PROBLEM TO WORK ON. Copy exactly the run of lines that begins at the line with "[locate] bulldozer (one" and ends at the final line of the entries.

### SUPPLIED RECORDS ###

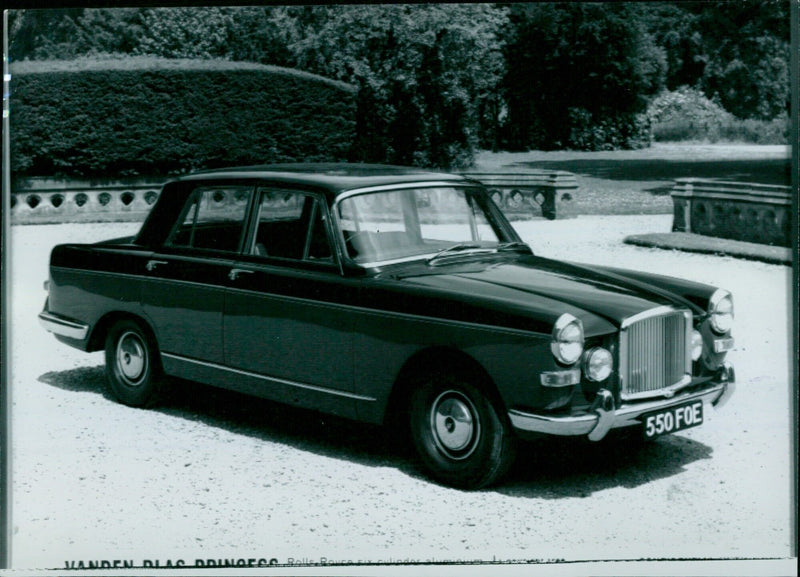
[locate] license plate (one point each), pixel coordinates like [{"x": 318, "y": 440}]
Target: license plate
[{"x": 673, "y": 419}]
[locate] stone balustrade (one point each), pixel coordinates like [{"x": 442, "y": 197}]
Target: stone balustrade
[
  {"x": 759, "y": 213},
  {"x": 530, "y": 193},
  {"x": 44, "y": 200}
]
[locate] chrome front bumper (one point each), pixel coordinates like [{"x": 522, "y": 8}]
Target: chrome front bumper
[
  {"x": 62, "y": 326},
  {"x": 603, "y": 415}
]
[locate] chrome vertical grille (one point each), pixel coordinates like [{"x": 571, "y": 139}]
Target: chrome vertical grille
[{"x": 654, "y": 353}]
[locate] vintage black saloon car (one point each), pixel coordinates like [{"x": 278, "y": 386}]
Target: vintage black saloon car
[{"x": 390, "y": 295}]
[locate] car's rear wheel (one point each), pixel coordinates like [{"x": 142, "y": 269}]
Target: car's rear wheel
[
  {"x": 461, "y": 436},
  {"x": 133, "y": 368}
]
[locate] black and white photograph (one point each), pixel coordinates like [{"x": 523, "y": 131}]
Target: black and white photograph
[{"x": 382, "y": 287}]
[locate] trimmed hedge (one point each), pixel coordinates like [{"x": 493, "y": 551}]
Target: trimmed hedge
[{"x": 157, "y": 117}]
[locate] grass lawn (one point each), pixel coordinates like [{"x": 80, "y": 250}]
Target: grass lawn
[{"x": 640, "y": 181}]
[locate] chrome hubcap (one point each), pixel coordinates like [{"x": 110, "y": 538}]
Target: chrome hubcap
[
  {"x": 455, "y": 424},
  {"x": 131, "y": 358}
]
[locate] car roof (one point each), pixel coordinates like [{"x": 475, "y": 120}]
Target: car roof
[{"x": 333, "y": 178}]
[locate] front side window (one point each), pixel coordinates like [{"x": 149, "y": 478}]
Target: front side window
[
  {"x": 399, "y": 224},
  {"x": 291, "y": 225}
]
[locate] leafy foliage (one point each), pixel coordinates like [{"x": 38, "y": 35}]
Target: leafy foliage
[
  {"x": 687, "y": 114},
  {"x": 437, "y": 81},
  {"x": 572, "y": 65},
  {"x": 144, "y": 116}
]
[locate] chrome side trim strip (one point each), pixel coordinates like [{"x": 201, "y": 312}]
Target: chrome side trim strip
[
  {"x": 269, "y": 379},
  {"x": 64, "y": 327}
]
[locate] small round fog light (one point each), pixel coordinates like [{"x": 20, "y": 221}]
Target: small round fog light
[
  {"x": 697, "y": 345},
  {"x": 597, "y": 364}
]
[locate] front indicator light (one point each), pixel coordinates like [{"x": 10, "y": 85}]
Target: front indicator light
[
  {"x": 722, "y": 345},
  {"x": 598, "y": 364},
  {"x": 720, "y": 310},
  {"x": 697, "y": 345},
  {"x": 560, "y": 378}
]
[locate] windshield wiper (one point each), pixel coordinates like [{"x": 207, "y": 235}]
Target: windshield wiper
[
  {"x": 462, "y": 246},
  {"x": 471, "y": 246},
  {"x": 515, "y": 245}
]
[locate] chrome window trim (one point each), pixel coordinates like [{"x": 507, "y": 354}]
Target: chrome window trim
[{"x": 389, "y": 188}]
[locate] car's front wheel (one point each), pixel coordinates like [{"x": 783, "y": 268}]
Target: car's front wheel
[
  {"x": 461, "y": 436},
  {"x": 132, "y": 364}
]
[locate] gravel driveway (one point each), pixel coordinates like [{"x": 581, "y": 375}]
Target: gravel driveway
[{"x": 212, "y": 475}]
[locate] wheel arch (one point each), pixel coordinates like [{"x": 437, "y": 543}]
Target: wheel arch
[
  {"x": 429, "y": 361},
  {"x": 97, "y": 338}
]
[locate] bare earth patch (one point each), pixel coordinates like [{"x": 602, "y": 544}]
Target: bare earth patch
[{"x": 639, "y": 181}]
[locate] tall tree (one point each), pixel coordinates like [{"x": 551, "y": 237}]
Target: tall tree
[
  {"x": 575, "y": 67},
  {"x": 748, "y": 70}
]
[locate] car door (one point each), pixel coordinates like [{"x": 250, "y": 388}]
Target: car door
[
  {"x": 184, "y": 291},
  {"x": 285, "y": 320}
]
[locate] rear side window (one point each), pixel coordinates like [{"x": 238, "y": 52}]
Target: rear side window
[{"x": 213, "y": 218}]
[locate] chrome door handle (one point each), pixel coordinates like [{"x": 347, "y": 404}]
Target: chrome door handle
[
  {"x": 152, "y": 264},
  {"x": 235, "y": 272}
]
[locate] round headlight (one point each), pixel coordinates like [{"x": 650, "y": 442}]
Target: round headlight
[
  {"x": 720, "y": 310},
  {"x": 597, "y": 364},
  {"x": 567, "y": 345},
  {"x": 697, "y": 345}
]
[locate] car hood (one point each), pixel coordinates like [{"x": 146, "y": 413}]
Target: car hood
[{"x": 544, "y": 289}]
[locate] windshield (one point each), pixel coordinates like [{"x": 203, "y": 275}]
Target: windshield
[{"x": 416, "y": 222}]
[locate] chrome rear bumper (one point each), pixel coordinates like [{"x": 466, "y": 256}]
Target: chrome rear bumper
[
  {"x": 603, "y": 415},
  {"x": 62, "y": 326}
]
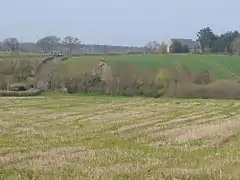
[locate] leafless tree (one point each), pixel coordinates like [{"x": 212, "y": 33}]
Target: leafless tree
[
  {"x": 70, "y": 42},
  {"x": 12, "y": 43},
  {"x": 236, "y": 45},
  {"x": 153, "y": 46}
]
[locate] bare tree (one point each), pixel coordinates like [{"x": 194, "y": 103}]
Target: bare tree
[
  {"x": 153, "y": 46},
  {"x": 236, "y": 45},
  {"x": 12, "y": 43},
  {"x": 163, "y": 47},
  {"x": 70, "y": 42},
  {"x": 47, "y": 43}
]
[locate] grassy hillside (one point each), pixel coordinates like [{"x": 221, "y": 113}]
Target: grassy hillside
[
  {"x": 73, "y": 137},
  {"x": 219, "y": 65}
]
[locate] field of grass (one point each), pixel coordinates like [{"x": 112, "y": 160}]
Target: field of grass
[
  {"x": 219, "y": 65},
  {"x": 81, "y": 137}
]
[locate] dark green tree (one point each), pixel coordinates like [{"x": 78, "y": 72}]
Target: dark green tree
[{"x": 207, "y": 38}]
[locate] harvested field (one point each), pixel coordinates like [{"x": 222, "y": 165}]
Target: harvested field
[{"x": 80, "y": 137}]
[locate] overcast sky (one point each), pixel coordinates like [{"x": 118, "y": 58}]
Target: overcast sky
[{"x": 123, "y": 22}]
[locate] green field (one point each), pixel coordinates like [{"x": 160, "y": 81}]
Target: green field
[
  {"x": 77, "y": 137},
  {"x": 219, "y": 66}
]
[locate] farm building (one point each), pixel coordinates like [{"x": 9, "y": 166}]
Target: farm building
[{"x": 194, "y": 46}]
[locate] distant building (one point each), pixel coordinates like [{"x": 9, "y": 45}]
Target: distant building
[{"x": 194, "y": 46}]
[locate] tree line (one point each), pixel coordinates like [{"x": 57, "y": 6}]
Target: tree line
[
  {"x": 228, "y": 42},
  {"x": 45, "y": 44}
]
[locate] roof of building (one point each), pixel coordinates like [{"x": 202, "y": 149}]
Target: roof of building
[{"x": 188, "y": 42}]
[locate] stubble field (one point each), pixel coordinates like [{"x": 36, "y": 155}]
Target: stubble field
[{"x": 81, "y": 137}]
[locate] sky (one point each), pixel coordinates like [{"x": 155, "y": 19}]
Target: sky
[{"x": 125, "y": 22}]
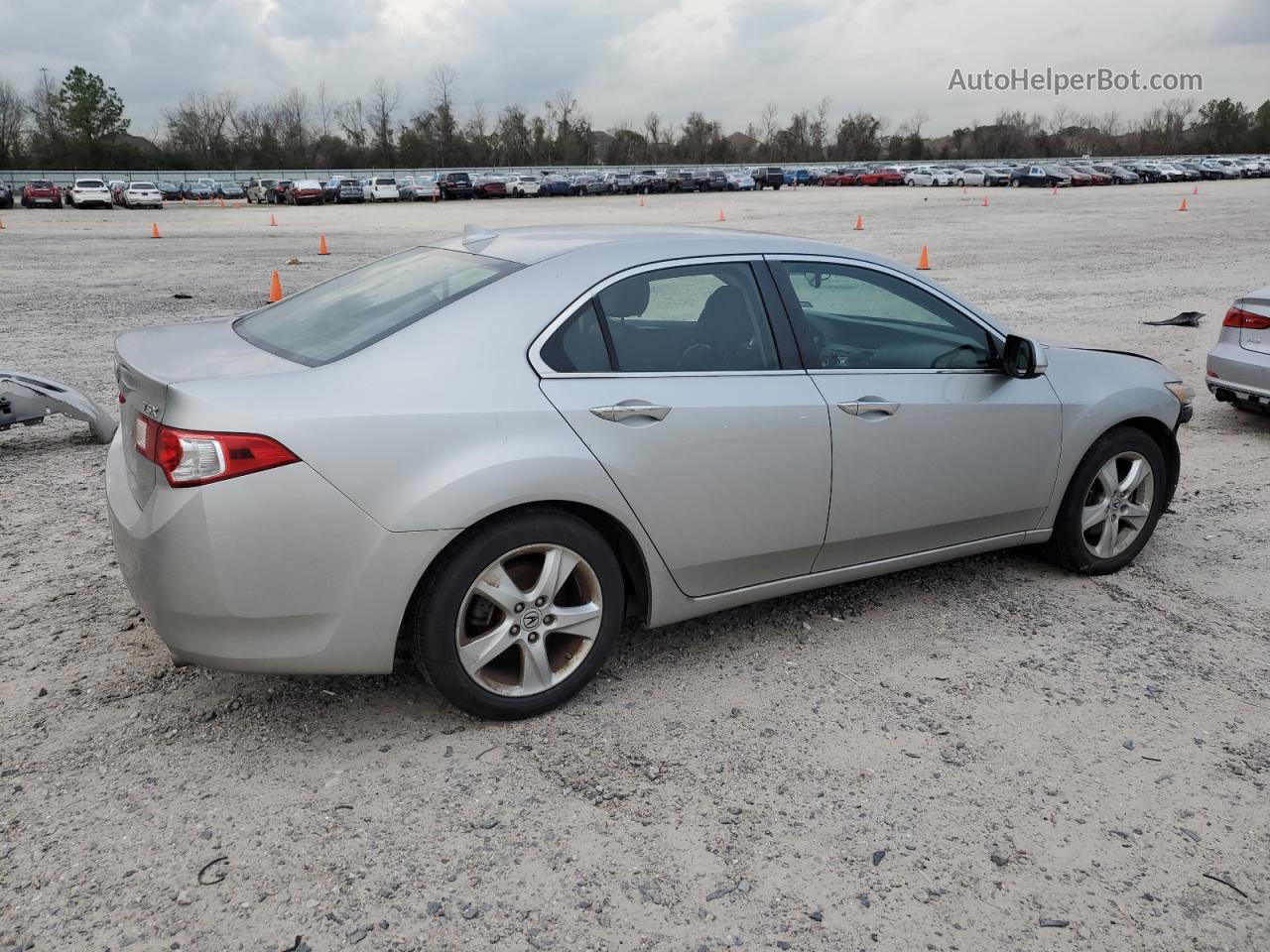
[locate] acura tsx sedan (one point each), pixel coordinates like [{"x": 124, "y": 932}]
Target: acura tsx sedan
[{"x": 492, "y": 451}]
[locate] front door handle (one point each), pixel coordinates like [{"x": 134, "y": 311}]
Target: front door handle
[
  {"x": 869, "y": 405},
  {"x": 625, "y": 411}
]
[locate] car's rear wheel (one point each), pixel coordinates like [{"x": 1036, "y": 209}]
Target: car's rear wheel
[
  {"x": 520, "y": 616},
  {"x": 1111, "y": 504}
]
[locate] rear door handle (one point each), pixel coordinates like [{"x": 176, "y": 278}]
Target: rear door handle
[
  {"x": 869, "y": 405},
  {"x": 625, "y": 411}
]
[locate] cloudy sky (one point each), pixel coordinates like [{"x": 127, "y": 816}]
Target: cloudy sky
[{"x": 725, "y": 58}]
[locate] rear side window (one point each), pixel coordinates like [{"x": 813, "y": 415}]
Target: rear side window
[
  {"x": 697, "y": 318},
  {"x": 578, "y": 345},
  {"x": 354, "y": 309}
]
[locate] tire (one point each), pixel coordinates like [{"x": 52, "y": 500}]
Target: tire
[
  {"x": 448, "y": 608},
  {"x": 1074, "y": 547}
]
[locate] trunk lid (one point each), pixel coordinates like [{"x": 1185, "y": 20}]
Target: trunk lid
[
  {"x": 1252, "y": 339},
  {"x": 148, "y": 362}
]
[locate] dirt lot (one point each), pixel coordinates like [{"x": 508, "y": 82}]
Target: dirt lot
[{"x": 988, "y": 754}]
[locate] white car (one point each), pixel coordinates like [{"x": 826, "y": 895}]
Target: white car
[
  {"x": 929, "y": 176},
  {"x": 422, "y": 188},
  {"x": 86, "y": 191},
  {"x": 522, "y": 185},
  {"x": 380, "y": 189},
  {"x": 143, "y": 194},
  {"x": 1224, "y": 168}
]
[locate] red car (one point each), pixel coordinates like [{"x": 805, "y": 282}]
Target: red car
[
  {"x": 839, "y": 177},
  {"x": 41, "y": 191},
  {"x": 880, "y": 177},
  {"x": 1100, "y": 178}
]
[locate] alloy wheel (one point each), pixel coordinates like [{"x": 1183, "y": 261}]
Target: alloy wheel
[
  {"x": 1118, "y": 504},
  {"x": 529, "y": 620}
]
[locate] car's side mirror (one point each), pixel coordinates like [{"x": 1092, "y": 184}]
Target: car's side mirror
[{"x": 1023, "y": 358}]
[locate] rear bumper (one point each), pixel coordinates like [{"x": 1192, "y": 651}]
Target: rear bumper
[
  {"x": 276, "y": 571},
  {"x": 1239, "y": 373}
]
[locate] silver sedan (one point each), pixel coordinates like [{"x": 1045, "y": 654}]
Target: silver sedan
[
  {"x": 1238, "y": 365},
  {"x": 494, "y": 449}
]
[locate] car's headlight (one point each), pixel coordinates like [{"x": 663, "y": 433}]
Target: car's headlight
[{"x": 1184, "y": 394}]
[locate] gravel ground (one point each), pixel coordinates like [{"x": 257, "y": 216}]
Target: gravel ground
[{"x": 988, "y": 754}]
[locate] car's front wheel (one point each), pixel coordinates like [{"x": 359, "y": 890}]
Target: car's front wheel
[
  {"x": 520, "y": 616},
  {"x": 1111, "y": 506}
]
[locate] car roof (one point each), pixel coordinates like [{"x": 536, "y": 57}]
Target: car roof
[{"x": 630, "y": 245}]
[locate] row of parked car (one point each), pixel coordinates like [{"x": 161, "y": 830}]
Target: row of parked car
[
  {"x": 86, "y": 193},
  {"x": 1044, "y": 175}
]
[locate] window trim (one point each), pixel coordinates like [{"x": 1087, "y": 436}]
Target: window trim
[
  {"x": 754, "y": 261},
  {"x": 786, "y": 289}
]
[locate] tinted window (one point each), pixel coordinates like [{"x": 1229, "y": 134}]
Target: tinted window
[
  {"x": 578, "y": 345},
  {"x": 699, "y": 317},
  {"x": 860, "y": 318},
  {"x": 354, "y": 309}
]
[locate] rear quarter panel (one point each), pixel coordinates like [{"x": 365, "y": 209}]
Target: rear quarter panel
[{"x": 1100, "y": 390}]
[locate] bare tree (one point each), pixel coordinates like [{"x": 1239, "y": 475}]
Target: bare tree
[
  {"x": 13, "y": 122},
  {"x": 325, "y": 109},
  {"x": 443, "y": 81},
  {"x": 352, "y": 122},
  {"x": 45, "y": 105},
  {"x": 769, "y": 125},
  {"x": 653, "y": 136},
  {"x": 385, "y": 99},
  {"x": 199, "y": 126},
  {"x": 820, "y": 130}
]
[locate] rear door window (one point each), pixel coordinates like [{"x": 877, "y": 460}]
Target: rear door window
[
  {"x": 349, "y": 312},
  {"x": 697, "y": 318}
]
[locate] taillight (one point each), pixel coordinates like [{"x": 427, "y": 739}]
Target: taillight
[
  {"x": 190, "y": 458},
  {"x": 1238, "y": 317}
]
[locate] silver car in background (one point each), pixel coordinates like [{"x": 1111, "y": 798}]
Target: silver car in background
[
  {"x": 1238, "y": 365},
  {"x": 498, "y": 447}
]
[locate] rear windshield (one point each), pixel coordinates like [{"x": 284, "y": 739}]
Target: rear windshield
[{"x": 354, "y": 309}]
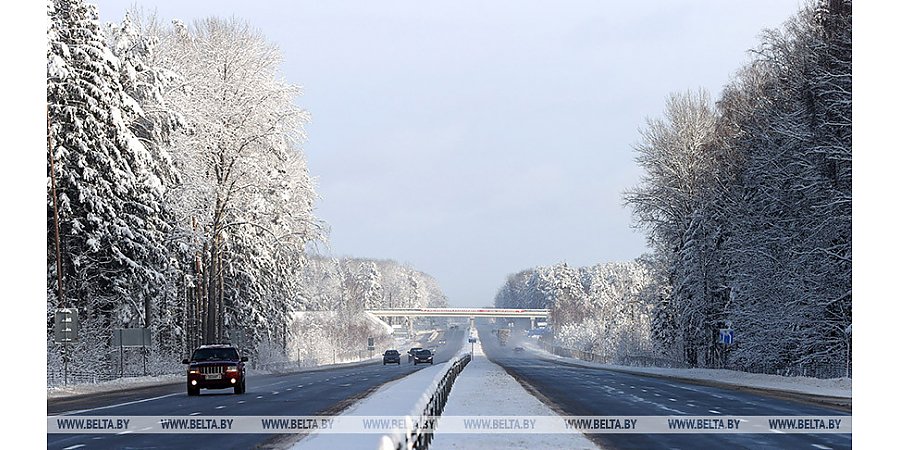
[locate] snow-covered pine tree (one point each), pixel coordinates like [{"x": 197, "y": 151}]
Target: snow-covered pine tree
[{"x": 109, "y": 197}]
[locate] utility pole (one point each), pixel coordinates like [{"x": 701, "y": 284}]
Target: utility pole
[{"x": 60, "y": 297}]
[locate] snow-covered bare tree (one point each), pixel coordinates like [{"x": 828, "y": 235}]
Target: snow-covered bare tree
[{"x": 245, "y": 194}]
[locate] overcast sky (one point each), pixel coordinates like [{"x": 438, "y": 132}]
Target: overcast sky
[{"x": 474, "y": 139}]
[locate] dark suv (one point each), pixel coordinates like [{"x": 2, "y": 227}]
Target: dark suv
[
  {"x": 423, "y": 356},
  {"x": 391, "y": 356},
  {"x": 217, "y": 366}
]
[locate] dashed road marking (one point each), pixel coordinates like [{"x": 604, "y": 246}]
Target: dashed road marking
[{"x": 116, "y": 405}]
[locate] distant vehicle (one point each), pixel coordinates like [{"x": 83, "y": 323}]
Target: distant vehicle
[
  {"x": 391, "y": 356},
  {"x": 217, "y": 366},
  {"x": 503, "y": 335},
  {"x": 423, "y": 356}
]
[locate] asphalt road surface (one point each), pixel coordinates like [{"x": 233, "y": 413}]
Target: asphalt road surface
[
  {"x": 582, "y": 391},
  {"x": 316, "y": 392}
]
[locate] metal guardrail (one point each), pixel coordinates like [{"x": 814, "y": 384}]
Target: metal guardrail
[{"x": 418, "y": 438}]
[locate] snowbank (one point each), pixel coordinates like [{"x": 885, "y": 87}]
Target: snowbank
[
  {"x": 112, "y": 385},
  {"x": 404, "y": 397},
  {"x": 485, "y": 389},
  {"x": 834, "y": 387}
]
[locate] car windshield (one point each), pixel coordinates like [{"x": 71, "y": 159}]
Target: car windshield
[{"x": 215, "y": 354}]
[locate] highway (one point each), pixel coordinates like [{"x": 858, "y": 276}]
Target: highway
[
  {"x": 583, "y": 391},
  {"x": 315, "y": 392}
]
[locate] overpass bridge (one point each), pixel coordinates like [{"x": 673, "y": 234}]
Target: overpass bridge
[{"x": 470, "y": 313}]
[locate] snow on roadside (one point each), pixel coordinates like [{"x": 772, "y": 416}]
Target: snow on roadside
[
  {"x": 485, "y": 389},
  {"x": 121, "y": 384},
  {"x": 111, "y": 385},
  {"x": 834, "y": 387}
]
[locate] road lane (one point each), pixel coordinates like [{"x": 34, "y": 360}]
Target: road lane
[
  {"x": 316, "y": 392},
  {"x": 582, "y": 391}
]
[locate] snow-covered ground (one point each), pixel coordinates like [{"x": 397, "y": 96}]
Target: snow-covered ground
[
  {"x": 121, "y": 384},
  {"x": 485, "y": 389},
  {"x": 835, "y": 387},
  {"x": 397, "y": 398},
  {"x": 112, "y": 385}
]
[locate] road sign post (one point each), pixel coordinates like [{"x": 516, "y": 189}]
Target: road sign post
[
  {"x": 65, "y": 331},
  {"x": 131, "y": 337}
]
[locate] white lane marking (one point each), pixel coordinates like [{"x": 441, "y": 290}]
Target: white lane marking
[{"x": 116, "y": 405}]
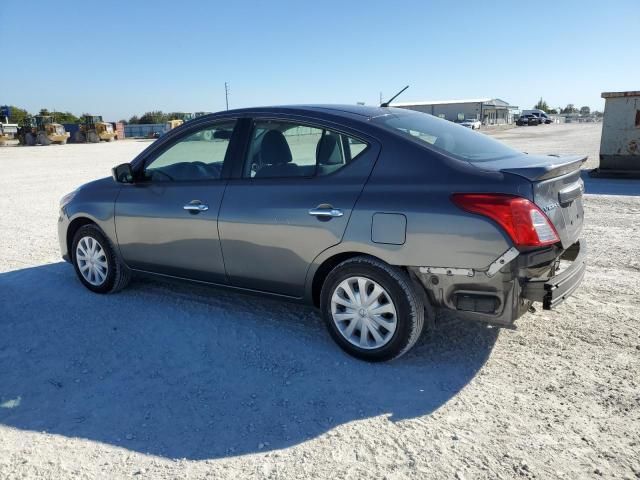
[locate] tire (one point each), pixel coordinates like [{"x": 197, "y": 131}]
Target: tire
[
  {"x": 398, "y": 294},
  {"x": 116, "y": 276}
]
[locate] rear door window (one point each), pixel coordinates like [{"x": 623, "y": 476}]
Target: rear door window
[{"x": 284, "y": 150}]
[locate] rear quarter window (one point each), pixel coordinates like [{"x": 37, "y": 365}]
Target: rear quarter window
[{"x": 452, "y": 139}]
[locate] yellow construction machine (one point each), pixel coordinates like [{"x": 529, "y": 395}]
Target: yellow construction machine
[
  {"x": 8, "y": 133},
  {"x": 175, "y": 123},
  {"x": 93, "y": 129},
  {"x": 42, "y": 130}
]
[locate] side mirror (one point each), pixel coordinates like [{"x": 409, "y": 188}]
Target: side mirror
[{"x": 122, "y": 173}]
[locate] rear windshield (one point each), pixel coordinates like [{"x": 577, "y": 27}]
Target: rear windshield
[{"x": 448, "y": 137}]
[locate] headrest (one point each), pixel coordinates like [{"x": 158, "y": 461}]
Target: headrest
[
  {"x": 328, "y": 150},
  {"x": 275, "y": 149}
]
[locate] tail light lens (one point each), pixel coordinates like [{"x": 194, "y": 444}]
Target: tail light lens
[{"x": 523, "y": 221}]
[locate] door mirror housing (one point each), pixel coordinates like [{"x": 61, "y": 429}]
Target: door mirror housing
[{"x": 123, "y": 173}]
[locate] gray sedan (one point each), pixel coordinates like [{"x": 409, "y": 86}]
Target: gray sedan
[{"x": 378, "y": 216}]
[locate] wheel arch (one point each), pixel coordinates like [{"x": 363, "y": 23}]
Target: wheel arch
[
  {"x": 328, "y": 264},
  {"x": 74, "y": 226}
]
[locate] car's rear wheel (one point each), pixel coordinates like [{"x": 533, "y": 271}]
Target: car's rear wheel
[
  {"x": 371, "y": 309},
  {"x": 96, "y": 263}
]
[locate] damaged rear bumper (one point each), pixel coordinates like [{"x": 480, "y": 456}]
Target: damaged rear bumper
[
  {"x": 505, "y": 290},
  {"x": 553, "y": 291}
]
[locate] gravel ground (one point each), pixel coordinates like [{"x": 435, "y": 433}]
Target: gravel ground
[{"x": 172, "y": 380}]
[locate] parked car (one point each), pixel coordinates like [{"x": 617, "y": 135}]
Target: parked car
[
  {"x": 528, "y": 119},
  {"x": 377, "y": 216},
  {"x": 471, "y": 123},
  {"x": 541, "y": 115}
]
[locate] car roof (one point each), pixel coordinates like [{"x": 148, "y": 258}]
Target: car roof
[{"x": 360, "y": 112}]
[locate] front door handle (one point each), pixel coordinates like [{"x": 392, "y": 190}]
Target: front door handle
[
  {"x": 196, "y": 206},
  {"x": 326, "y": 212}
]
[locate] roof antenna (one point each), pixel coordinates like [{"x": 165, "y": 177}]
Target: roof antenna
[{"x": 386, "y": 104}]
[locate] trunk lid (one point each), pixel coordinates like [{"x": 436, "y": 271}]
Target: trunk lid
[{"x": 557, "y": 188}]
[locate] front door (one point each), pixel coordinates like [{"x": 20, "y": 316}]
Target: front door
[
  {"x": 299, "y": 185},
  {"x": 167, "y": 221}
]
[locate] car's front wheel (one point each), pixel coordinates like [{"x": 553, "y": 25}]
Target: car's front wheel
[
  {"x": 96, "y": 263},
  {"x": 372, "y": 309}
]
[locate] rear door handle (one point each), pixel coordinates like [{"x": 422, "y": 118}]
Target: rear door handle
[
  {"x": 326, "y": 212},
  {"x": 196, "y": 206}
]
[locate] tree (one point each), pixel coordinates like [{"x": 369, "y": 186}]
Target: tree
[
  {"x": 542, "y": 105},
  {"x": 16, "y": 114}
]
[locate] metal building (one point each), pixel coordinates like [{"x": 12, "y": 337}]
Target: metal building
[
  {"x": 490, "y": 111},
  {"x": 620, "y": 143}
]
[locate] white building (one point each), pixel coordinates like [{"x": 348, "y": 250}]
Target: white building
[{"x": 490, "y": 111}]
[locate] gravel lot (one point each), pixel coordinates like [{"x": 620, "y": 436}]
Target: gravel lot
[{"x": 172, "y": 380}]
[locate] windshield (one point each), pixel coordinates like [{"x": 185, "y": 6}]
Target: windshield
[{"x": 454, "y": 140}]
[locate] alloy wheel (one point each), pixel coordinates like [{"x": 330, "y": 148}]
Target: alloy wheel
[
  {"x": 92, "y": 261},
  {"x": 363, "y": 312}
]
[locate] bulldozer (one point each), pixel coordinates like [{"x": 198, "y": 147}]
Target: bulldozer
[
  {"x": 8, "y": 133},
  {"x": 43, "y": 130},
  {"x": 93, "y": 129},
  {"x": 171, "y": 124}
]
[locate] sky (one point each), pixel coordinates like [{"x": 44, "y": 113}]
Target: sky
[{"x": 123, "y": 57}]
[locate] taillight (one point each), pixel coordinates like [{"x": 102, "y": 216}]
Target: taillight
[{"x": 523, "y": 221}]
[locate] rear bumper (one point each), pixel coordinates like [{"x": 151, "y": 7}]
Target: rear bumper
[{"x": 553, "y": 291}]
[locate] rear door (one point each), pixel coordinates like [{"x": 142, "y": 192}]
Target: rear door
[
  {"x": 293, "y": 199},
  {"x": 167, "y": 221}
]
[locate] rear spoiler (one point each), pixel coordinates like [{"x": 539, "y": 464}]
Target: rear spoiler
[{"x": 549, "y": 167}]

###

REPLY.
[locate] bulldozer (one point each), pixel coordinates like [{"x": 198, "y": 147}]
Target: bulldozer
[
  {"x": 8, "y": 133},
  {"x": 43, "y": 130},
  {"x": 93, "y": 129},
  {"x": 171, "y": 124}
]
[locate] sky (one point each), pixel coordinates like [{"x": 44, "y": 113}]
Target: sky
[{"x": 123, "y": 57}]
[locate] taillight (one point each), pixel coordinates like [{"x": 102, "y": 216}]
Target: taillight
[{"x": 523, "y": 221}]
[locate] rear bumper (one point each), pixel coordinates like [{"x": 151, "y": 7}]
Target: rear bumper
[{"x": 553, "y": 291}]
[locate] rear door (one point each), pixel coordinates like [{"x": 142, "y": 192}]
Target: rear door
[
  {"x": 293, "y": 199},
  {"x": 167, "y": 221}
]
[locate] rear spoiler (one point each), pixel coordinates like [{"x": 539, "y": 464}]
Target: rear spoiler
[{"x": 549, "y": 167}]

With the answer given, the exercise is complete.